Exercise requirements: Transcribe verbatim the span of lines that opens with the line containing "Can you find the jacket" and closes with the last line of the data below.

Source material:
--------------------
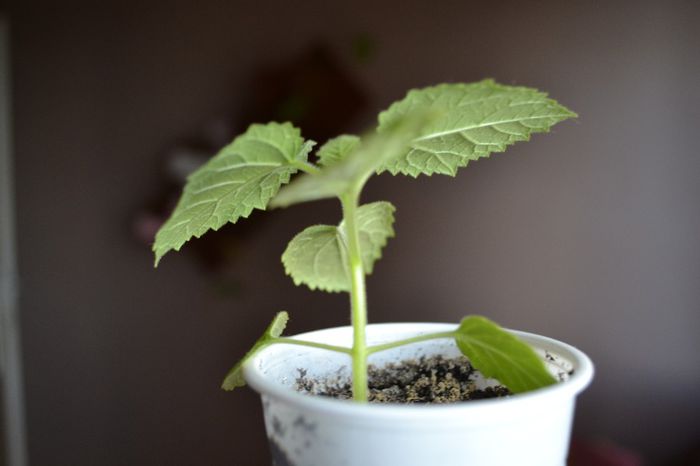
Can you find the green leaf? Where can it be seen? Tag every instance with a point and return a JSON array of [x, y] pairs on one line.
[[317, 256], [348, 170], [477, 120], [501, 355], [243, 176], [234, 378], [336, 149]]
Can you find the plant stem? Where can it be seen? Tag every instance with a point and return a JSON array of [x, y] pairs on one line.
[[312, 344], [306, 167], [358, 296], [408, 341]]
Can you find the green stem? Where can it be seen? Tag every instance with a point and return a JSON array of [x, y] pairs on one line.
[[306, 167], [312, 344], [358, 296], [408, 341]]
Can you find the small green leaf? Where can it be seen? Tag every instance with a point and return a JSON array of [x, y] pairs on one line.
[[375, 224], [234, 378], [350, 171], [478, 119], [317, 257], [243, 176], [501, 355], [336, 149]]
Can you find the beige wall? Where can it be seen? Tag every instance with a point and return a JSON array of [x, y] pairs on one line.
[[589, 234]]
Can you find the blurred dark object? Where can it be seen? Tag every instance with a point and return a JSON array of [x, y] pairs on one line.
[[307, 90], [601, 453]]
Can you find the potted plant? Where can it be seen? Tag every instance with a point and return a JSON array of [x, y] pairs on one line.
[[434, 130]]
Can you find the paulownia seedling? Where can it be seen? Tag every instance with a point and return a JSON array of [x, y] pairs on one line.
[[435, 130]]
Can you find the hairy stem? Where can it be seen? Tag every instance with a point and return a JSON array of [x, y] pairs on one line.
[[370, 349], [358, 296], [408, 341]]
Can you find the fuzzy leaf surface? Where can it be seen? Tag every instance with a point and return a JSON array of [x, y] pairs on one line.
[[501, 355], [349, 169], [336, 149], [317, 256], [477, 119], [243, 176], [234, 378]]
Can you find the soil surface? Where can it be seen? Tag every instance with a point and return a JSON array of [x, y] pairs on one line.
[[425, 380]]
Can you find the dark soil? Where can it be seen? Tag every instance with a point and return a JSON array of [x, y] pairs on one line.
[[426, 380]]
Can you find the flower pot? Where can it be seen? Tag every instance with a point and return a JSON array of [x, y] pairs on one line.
[[526, 429]]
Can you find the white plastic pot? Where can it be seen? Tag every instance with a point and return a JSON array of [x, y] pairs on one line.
[[530, 429]]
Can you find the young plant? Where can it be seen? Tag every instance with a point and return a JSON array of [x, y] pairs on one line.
[[434, 130]]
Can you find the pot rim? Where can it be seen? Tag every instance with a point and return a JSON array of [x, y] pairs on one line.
[[495, 407]]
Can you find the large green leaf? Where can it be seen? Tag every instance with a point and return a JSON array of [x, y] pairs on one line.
[[336, 149], [317, 257], [234, 378], [476, 120], [243, 176], [501, 355]]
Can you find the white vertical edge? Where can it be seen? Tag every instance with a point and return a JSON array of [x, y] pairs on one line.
[[10, 353]]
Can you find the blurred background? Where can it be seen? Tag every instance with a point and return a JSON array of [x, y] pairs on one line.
[[590, 234]]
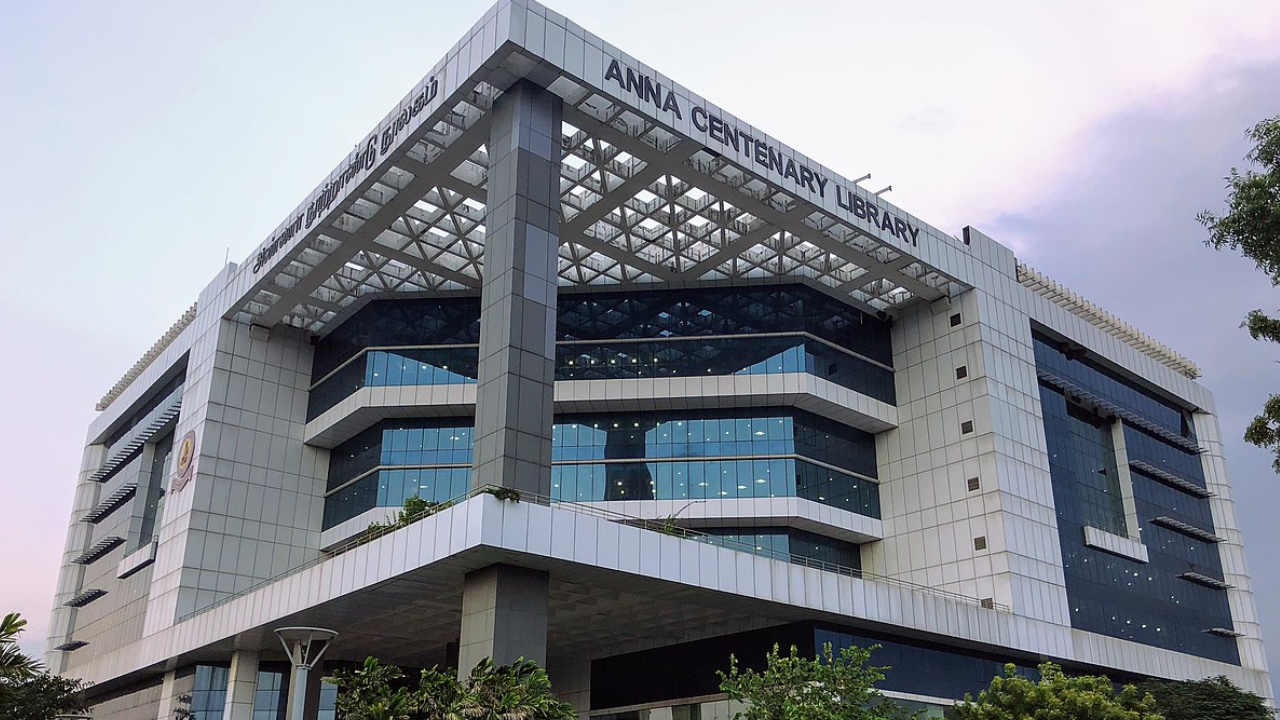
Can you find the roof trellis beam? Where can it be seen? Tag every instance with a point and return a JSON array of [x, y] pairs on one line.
[[760, 209]]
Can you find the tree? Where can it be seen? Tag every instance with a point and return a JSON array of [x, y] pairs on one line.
[[1251, 226], [520, 691], [1215, 698], [1056, 697], [13, 662], [27, 692], [827, 687]]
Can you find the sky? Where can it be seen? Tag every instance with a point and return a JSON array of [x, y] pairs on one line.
[[150, 141]]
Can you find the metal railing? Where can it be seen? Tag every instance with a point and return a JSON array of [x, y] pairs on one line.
[[666, 527]]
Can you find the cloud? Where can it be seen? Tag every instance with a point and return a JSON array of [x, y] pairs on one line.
[[931, 121], [1119, 227]]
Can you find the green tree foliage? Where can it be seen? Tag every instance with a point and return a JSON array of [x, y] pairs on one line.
[[1215, 698], [13, 662], [520, 691], [1251, 226], [1056, 697], [828, 687], [27, 692], [415, 509]]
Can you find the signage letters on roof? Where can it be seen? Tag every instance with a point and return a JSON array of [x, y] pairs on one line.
[[360, 162], [759, 151]]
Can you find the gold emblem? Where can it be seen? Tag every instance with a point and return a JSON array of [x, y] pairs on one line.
[[186, 460]]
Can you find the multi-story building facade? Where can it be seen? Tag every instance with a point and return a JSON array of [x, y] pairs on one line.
[[741, 401]]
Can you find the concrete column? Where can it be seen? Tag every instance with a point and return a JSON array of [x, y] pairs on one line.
[[241, 686], [176, 693], [503, 616], [517, 328], [571, 679]]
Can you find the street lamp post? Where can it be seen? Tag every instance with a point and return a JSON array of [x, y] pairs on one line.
[[305, 646]]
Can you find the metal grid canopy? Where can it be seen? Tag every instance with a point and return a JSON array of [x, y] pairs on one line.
[[640, 204]]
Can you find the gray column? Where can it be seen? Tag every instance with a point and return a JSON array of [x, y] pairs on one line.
[[241, 686], [503, 616], [517, 323]]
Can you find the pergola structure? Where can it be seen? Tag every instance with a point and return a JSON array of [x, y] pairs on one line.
[[641, 201]]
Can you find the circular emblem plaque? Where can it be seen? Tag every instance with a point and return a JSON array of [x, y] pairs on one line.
[[186, 460]]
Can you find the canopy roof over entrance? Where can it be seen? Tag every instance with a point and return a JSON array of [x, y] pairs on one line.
[[657, 186]]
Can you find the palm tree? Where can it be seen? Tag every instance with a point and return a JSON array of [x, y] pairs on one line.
[[13, 664], [520, 691]]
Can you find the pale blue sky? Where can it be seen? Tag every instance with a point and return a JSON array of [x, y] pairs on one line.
[[149, 140]]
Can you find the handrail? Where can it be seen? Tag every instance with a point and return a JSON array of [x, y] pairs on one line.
[[664, 527]]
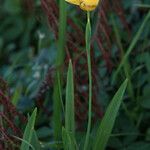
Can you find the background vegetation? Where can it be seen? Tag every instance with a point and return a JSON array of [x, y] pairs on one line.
[[28, 53]]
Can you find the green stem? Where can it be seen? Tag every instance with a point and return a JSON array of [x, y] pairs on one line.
[[88, 38], [57, 105]]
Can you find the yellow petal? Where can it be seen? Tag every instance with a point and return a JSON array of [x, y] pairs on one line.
[[75, 2], [88, 5]]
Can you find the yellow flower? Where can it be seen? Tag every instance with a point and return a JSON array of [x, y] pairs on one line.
[[87, 5]]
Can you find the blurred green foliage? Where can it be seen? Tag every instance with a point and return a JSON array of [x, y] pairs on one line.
[[28, 49]]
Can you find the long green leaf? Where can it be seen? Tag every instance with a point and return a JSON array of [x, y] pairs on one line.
[[108, 120], [29, 130], [67, 142], [69, 107], [57, 96]]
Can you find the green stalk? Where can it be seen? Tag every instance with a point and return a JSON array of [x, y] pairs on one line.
[[57, 96], [88, 38]]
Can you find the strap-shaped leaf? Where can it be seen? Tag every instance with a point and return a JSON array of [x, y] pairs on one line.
[[108, 120]]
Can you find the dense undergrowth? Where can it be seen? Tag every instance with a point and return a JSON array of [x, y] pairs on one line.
[[30, 63]]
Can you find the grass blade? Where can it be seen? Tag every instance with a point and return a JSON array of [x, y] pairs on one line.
[[132, 45], [108, 121], [67, 141], [57, 110], [69, 107], [28, 133]]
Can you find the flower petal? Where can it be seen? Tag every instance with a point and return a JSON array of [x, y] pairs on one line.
[[75, 2]]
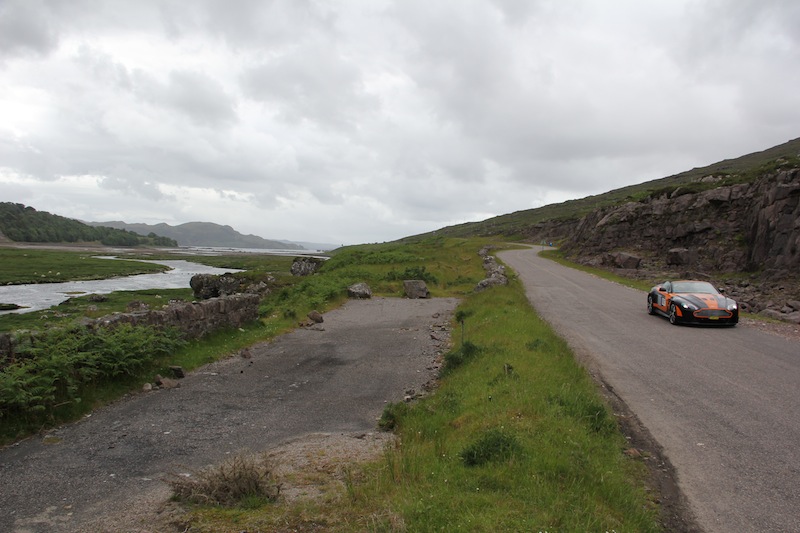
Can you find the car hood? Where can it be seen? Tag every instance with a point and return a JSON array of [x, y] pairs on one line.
[[705, 300]]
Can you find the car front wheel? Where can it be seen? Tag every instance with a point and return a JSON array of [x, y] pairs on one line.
[[673, 314]]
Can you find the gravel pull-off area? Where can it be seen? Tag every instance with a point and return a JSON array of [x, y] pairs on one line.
[[316, 392]]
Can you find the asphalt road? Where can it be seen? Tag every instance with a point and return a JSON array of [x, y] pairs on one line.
[[329, 379], [724, 403]]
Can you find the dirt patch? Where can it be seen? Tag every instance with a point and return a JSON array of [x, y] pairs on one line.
[[308, 468]]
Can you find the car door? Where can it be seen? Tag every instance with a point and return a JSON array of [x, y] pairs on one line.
[[663, 296]]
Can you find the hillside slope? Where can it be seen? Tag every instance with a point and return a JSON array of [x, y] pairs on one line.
[[21, 223], [557, 221]]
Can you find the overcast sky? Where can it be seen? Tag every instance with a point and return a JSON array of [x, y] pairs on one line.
[[359, 121]]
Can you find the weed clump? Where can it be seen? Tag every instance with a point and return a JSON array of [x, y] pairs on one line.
[[391, 415], [494, 444], [457, 357], [241, 480]]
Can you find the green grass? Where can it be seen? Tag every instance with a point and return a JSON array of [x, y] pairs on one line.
[[516, 438], [79, 307], [48, 266]]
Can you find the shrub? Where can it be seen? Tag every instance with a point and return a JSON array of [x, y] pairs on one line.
[[241, 480], [391, 415], [457, 357], [54, 365]]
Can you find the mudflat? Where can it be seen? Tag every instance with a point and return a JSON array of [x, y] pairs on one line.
[[329, 381]]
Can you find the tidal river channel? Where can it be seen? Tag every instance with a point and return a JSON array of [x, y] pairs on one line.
[[38, 296]]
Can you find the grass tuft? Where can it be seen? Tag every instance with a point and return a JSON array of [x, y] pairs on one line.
[[246, 481]]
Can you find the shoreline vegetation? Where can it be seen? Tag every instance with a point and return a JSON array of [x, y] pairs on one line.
[[516, 436]]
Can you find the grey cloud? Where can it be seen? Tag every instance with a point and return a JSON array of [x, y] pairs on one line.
[[313, 83], [26, 27], [193, 94]]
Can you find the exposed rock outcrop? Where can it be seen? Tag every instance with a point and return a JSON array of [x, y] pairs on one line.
[[416, 288], [746, 229], [495, 273], [305, 266], [360, 291], [741, 227]]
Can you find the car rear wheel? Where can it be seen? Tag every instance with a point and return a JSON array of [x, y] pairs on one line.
[[673, 314]]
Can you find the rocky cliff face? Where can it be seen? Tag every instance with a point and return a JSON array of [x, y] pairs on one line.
[[749, 230], [739, 228]]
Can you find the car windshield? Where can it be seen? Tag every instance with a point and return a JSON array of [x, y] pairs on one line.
[[702, 287]]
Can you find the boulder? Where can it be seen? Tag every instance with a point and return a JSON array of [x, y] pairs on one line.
[[304, 266], [416, 288], [626, 260], [206, 286], [360, 291], [679, 256]]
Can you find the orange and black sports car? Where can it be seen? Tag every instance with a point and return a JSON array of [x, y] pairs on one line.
[[692, 302]]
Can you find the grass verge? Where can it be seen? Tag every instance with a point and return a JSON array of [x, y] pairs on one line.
[[516, 438]]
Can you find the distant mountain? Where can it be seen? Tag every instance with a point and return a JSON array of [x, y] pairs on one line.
[[21, 223], [321, 246], [202, 234]]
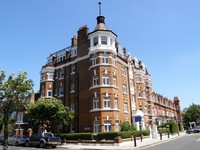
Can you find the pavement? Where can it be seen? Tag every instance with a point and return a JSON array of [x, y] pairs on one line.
[[125, 145]]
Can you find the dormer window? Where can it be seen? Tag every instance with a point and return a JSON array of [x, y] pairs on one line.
[[49, 62], [95, 40], [104, 40]]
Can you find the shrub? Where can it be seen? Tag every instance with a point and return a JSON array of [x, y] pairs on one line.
[[146, 132], [136, 133], [107, 135], [76, 136], [125, 126]]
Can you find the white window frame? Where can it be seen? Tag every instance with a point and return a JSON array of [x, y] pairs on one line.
[[125, 107], [106, 102], [96, 103], [95, 80], [95, 41], [123, 71], [104, 40], [61, 91], [115, 81], [74, 52], [116, 103], [43, 91], [116, 125], [20, 117], [96, 127], [107, 126], [72, 107], [106, 80], [61, 74], [50, 76], [73, 69], [95, 60], [49, 92], [72, 88], [124, 89], [104, 59]]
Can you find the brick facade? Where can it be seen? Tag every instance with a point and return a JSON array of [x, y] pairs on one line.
[[103, 85]]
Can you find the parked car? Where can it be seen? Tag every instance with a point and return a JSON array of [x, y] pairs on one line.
[[197, 129], [190, 130], [1, 139], [43, 139], [17, 140]]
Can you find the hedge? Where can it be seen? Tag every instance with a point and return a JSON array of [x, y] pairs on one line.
[[107, 135], [104, 135], [76, 136], [172, 126]]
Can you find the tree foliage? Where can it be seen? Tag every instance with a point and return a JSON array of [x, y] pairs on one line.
[[13, 93], [46, 113], [191, 114]]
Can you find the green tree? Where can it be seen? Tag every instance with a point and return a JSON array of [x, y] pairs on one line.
[[125, 126], [191, 114], [46, 113], [13, 93]]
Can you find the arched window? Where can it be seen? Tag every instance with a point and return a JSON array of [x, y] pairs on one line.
[[95, 60], [104, 40], [104, 59]]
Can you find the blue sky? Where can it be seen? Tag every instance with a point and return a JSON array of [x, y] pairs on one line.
[[164, 34]]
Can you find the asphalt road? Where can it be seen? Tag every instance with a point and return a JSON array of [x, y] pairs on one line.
[[28, 148], [188, 142]]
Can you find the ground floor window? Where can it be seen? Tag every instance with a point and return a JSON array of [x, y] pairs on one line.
[[117, 125]]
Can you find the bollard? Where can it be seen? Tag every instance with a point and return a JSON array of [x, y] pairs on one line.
[[135, 143]]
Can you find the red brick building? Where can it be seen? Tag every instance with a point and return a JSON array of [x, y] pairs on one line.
[[101, 84]]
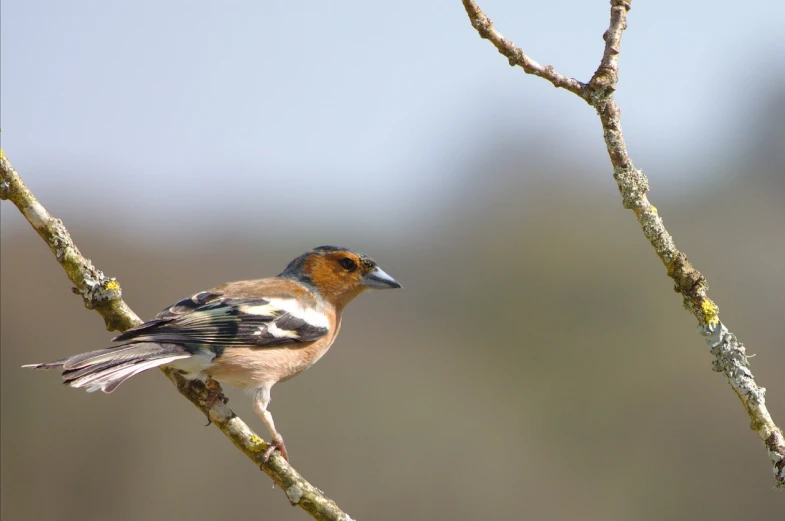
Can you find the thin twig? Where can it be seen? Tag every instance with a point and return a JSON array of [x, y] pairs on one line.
[[104, 295], [514, 54], [729, 354]]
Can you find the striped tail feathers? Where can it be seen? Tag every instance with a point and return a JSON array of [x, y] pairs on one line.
[[105, 369]]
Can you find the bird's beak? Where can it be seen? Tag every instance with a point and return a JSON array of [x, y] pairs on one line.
[[378, 279]]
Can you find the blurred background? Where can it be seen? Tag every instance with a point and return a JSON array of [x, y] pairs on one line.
[[537, 365]]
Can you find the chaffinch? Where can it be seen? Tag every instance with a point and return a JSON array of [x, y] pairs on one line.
[[251, 334]]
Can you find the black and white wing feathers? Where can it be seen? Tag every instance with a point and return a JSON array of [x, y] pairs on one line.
[[212, 319]]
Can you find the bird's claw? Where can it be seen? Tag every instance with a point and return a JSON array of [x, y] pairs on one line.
[[214, 394], [274, 445]]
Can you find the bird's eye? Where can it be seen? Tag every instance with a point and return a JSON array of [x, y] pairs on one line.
[[348, 264]]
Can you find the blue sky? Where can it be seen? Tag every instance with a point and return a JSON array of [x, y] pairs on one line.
[[154, 108]]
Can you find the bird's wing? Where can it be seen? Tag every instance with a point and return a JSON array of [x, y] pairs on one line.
[[211, 318]]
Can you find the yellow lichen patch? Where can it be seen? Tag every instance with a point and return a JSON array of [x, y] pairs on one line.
[[257, 445], [710, 312]]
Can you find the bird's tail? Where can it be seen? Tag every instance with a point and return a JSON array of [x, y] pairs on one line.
[[105, 369]]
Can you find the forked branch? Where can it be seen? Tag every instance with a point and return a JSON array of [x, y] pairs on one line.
[[730, 357]]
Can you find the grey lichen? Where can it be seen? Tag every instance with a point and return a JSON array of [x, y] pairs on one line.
[[294, 493]]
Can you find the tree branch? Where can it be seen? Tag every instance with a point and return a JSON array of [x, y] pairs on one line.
[[730, 357], [104, 295]]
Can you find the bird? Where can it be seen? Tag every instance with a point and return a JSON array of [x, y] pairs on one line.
[[250, 334]]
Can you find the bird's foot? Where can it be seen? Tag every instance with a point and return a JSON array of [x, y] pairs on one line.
[[214, 394], [275, 444]]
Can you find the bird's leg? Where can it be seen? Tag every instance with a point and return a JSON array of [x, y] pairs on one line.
[[214, 393], [261, 401]]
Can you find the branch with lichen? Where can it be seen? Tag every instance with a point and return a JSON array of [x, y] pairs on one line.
[[104, 295], [730, 357]]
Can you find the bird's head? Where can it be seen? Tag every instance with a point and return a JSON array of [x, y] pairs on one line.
[[338, 274]]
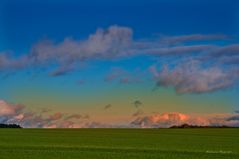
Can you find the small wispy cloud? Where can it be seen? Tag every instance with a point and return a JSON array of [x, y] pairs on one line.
[[217, 68], [108, 106]]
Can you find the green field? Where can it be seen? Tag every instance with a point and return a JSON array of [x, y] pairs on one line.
[[215, 143]]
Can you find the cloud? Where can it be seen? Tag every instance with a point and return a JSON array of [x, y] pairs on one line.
[[15, 113], [218, 68], [137, 103], [103, 44], [138, 113], [191, 77], [107, 106], [166, 120], [18, 114]]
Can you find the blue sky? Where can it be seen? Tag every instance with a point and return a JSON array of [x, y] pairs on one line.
[[184, 51]]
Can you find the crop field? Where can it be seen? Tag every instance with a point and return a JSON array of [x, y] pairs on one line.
[[194, 143]]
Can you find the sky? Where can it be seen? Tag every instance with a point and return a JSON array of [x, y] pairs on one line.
[[154, 63]]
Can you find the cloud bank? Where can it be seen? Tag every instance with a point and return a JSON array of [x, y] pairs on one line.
[[215, 65], [166, 120], [18, 114]]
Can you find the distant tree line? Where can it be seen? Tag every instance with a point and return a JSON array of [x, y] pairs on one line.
[[10, 126]]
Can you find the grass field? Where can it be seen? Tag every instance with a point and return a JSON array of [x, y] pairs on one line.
[[119, 143]]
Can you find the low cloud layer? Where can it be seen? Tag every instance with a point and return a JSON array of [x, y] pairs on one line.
[[18, 114], [216, 67], [166, 120]]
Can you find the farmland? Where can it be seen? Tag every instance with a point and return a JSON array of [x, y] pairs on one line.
[[188, 143]]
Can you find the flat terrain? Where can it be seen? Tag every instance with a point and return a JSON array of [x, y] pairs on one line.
[[196, 143]]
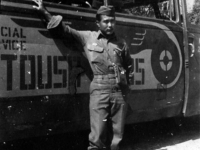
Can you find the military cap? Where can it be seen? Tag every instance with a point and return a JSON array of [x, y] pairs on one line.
[[106, 10]]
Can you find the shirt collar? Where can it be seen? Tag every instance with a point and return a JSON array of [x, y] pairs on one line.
[[101, 35]]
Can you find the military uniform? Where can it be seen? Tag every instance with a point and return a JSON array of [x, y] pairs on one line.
[[107, 104]]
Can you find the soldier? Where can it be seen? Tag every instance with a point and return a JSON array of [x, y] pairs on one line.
[[110, 62]]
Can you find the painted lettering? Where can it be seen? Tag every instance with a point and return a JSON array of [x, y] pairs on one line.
[[42, 74], [12, 32], [9, 59]]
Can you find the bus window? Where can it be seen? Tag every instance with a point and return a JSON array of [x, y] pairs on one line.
[[76, 3], [193, 11], [159, 9]]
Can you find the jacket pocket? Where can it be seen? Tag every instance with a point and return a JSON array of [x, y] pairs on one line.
[[96, 53]]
--------------------
Result of the exercise:
Can you find the jacket pocket? Where can it be seen? Tag every instance with a point and return a JSON array of [x, y] pairs on one line.
[[96, 53]]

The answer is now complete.